### Information
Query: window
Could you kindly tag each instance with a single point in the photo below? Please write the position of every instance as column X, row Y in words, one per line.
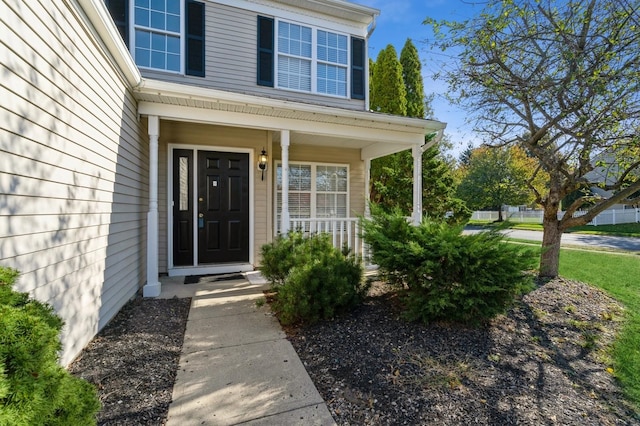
column 294, row 56
column 315, row 191
column 297, row 63
column 157, row 26
column 309, row 59
column 332, row 63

### Directions
All entries should be given again exactly, except that pictures are to be excluded.

### Response to this exercise
Query: window
Could you kindly tag each instance with a single point in the photo below? Please write the position of every instance as column X, row Y in words, one per line.
column 294, row 56
column 315, row 191
column 297, row 63
column 157, row 26
column 309, row 59
column 332, row 63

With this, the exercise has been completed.